--- TASK TO COMPLETE ---
Count the lines in the items below that contain the string "debris", and give only that number.

--- RECORDS FOR THIS TASK ---

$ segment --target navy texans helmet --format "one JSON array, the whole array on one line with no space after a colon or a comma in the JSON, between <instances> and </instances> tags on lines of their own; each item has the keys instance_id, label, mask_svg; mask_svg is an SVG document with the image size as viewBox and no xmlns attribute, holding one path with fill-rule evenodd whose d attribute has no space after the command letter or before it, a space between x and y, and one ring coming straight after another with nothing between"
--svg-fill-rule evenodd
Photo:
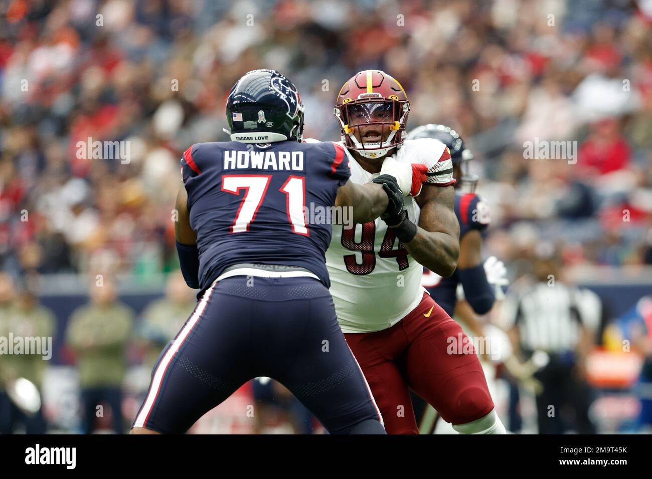
<instances>
[{"instance_id":1,"label":"navy texans helmet","mask_svg":"<svg viewBox=\"0 0 652 479\"><path fill-rule=\"evenodd\" d=\"M473 154L464 145L464 140L457 132L446 125L428 123L417 126L408 134L408 139L419 138L434 138L448 147L452 164L459 166L462 171L462 178L459 179L461 181L456 184L456 187L458 185L461 187L464 184L469 186L471 192L475 189L478 175L469 173L469 162L473 159Z\"/></svg>"},{"instance_id":2,"label":"navy texans helmet","mask_svg":"<svg viewBox=\"0 0 652 479\"><path fill-rule=\"evenodd\" d=\"M233 141L273 143L303 139L303 104L294 84L274 70L254 70L239 80L226 100L224 130Z\"/></svg>"}]
</instances>

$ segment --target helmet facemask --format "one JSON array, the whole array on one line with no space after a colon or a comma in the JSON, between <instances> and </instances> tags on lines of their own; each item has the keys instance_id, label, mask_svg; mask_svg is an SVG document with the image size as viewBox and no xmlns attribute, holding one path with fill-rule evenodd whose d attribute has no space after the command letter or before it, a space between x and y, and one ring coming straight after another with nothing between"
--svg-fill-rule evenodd
<instances>
[{"instance_id":1,"label":"helmet facemask","mask_svg":"<svg viewBox=\"0 0 652 479\"><path fill-rule=\"evenodd\" d=\"M379 93L365 96L336 106L335 117L340 122L342 141L347 148L365 158L381 158L403 143L409 103L384 98ZM365 137L374 133L378 139L364 141Z\"/></svg>"}]
</instances>

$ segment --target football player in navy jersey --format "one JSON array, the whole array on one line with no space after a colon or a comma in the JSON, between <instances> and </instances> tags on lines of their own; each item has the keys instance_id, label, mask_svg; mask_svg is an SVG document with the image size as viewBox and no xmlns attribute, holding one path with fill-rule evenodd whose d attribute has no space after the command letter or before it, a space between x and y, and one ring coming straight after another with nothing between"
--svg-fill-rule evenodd
<instances>
[{"instance_id":1,"label":"football player in navy jersey","mask_svg":"<svg viewBox=\"0 0 652 479\"><path fill-rule=\"evenodd\" d=\"M463 296L468 306L465 305L461 311L469 334L481 334L482 326L475 315L488 313L497 295L502 294L501 288L509 284L509 281L505 278L505 265L496 257L490 257L483 263L482 235L489 225L490 217L486 203L475 193L478 177L468 171L473 154L457 132L443 124L430 123L418 126L408 134L408 138L434 138L444 143L451 151L453 177L458 180L454 184L454 206L460 223L457 269L451 276L442 278L424 268L422 284L435 302L451 317L458 298ZM412 400L417 417L424 416L420 432L429 432L437 418L432 414L434 410L413 394ZM426 407L428 411L425 413Z\"/></svg>"},{"instance_id":2,"label":"football player in navy jersey","mask_svg":"<svg viewBox=\"0 0 652 479\"><path fill-rule=\"evenodd\" d=\"M455 184L455 216L460 223L460 259L457 269L449 278L441 278L427 270L422 283L435 302L452 316L457 303L458 285L464 297L480 315L488 313L496 300L497 285L505 284L505 267L495 257L483 263L482 234L489 225L489 208L475 192L477 175L468 173L468 162L473 155L454 130L443 124L428 124L415 128L408 139L434 138L451 151ZM465 190L467 190L465 192ZM501 270L502 274L500 274ZM488 280L490 273L492 283Z\"/></svg>"},{"instance_id":3,"label":"football player in navy jersey","mask_svg":"<svg viewBox=\"0 0 652 479\"><path fill-rule=\"evenodd\" d=\"M302 142L303 109L282 74L249 72L227 100L231 141L184 152L175 236L199 300L155 366L133 433L184 433L258 376L285 385L331 433L384 433L328 291L331 225L305 212L396 217L427 167L386 162L353 184L341 147Z\"/></svg>"}]
</instances>

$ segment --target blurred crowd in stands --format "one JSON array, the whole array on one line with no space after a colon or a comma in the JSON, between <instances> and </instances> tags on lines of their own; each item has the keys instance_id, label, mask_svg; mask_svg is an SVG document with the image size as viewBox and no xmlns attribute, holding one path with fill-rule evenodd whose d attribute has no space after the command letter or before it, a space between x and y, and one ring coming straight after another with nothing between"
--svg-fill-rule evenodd
<instances>
[{"instance_id":1,"label":"blurred crowd in stands","mask_svg":"<svg viewBox=\"0 0 652 479\"><path fill-rule=\"evenodd\" d=\"M569 262L652 263L649 3L0 0L0 11L5 270L173 268L181 154L227 139L226 96L256 68L298 85L306 136L324 140L338 139L344 81L391 72L411 100L408 128L444 123L467 139L506 263L543 234L566 239ZM129 161L84 158L89 138L128 142ZM525 159L535 138L576 150Z\"/></svg>"},{"instance_id":2,"label":"blurred crowd in stands","mask_svg":"<svg viewBox=\"0 0 652 479\"><path fill-rule=\"evenodd\" d=\"M473 151L487 253L512 280L542 240L562 268L652 265L651 46L643 0L0 0L0 267L18 280L0 278L0 319L38 308L40 275L107 275L65 338L83 430L98 401L119 403L127 336L149 345L138 354L151 369L192 298L173 275L137 318L111 278L177 269L181 153L228 139L227 95L258 68L297 85L304 136L323 140L339 139L346 80L397 78L408 129L449 125ZM93 158L94 141L123 142L128 157ZM539 154L562 144L561 158ZM51 313L31 311L47 334ZM40 387L38 368L22 370Z\"/></svg>"}]
</instances>

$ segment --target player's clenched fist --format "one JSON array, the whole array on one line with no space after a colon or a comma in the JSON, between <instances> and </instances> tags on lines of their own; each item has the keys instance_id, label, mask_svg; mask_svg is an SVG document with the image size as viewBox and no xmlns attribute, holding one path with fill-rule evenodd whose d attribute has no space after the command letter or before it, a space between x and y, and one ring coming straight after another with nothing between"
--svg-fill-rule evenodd
<instances>
[{"instance_id":1,"label":"player's clenched fist","mask_svg":"<svg viewBox=\"0 0 652 479\"><path fill-rule=\"evenodd\" d=\"M424 164L400 163L389 156L383 162L380 174L391 175L396 178L404 196L417 196L421 192L421 185L426 181L427 171L428 166Z\"/></svg>"},{"instance_id":2,"label":"player's clenched fist","mask_svg":"<svg viewBox=\"0 0 652 479\"><path fill-rule=\"evenodd\" d=\"M391 175L381 175L374 182L381 184L387 195L387 207L380 215L380 219L388 225L398 224L403 213L403 192L398 187L396 179Z\"/></svg>"}]
</instances>

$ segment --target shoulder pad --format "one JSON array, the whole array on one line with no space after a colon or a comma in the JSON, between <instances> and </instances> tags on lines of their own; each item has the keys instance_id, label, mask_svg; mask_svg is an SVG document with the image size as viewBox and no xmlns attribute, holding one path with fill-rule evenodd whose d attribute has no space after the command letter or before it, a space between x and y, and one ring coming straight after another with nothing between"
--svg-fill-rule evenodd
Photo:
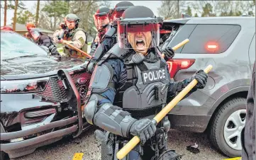
<instances>
[{"instance_id":1,"label":"shoulder pad","mask_svg":"<svg viewBox=\"0 0 256 160\"><path fill-rule=\"evenodd\" d=\"M123 59L126 55L129 53L129 49L124 49L119 47L119 45L118 43L116 43L111 49L108 50L107 52L112 57L116 57L119 59Z\"/></svg>"},{"instance_id":2,"label":"shoulder pad","mask_svg":"<svg viewBox=\"0 0 256 160\"><path fill-rule=\"evenodd\" d=\"M108 59L124 59L130 54L129 49L120 48L118 43L111 47L105 55L99 62L98 65L101 65L104 62Z\"/></svg>"},{"instance_id":3,"label":"shoulder pad","mask_svg":"<svg viewBox=\"0 0 256 160\"><path fill-rule=\"evenodd\" d=\"M80 28L77 28L77 29L75 29L75 30L74 30L74 35L76 34L77 32L80 31L80 30L82 30L82 31L83 31L83 32L84 33L84 34L85 34L85 38L86 38L86 40L85 40L85 44L87 44L87 43L88 43L88 42L87 42L87 38L87 38L87 33L84 29Z\"/></svg>"}]
</instances>

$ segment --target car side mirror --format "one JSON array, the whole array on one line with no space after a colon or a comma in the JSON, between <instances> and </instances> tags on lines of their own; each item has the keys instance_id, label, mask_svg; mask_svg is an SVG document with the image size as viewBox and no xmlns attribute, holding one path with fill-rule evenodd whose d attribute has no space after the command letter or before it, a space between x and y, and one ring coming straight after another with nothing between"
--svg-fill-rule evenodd
<instances>
[{"instance_id":1,"label":"car side mirror","mask_svg":"<svg viewBox=\"0 0 256 160\"><path fill-rule=\"evenodd\" d=\"M48 47L44 46L44 45L40 45L40 47L41 48L43 48L44 50L45 50L48 53L50 52L49 48L48 48Z\"/></svg>"}]
</instances>

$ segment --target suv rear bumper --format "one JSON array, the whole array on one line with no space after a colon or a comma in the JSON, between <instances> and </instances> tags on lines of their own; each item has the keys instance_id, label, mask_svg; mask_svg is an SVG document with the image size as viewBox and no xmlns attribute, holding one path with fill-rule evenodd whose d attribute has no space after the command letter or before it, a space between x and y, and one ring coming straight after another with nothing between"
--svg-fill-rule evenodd
<instances>
[{"instance_id":1,"label":"suv rear bumper","mask_svg":"<svg viewBox=\"0 0 256 160\"><path fill-rule=\"evenodd\" d=\"M168 114L171 128L194 132L204 132L211 120L211 115Z\"/></svg>"},{"instance_id":2,"label":"suv rear bumper","mask_svg":"<svg viewBox=\"0 0 256 160\"><path fill-rule=\"evenodd\" d=\"M66 120L61 120L52 122L49 124L44 125L35 128L31 128L27 130L21 130L21 131L8 132L8 133L1 133L0 139L1 141L11 140L13 139L23 137L33 134L39 134L45 130L54 129L55 127L65 127L68 125L71 125L72 123L77 122L77 119L78 119L77 116L74 116ZM40 135L31 139L16 142L1 144L1 147L0 147L1 151L4 151L4 152L8 153L9 154L10 158L15 158L15 157L23 156L32 153L35 150L37 147L54 142L56 141L56 139L60 139L63 136L72 134L76 132L77 130L78 130L78 125L77 123L76 125L74 125L72 127L69 127L62 130L53 131L50 133ZM46 142L46 144L45 142ZM27 147L29 147L28 150L28 149L22 149L22 148L24 147L27 148ZM22 153L23 152L24 153Z\"/></svg>"}]
</instances>

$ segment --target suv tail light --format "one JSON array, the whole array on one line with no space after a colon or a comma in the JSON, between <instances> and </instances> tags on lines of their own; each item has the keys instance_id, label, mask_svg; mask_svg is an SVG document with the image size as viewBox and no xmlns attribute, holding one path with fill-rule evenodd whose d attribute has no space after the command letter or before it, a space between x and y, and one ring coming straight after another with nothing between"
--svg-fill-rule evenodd
<instances>
[{"instance_id":1,"label":"suv tail light","mask_svg":"<svg viewBox=\"0 0 256 160\"><path fill-rule=\"evenodd\" d=\"M195 59L171 59L167 61L169 73L171 78L174 78L176 73L181 69L189 68L195 62Z\"/></svg>"}]
</instances>

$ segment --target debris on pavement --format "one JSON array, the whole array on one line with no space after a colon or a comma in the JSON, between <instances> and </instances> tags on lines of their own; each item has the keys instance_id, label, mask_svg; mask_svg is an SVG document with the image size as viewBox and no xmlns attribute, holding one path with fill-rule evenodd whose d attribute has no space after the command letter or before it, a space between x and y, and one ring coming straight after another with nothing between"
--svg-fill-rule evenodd
<instances>
[{"instance_id":1,"label":"debris on pavement","mask_svg":"<svg viewBox=\"0 0 256 160\"><path fill-rule=\"evenodd\" d=\"M187 147L187 150L189 151L190 152L192 152L193 154L198 154L200 152L199 149L198 149L199 145L195 143L194 145L190 145Z\"/></svg>"}]
</instances>

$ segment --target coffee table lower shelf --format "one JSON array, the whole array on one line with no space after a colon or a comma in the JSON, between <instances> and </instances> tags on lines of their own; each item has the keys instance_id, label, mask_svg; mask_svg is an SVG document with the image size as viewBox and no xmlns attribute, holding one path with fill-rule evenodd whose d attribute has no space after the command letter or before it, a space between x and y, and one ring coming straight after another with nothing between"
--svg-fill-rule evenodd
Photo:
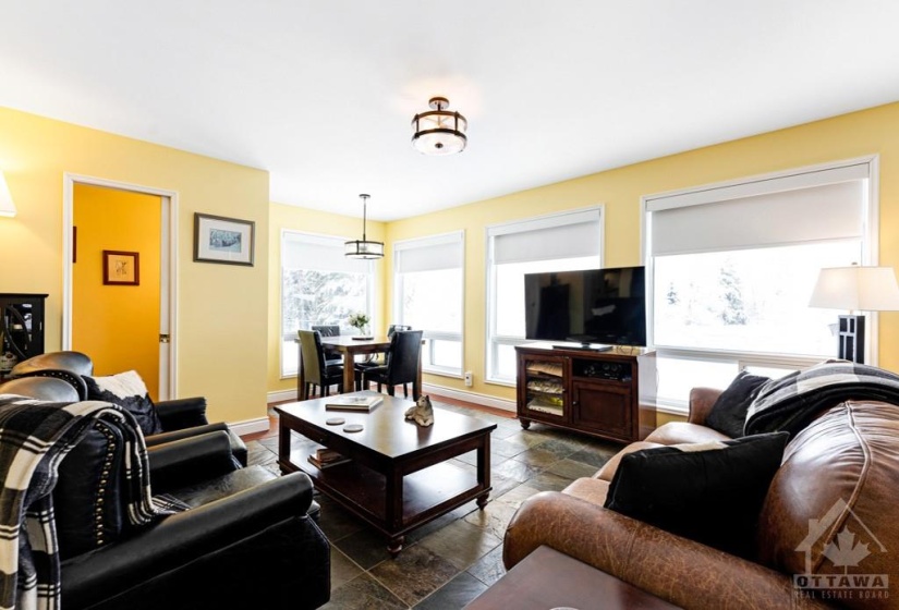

--- THE RESPONSE ---
2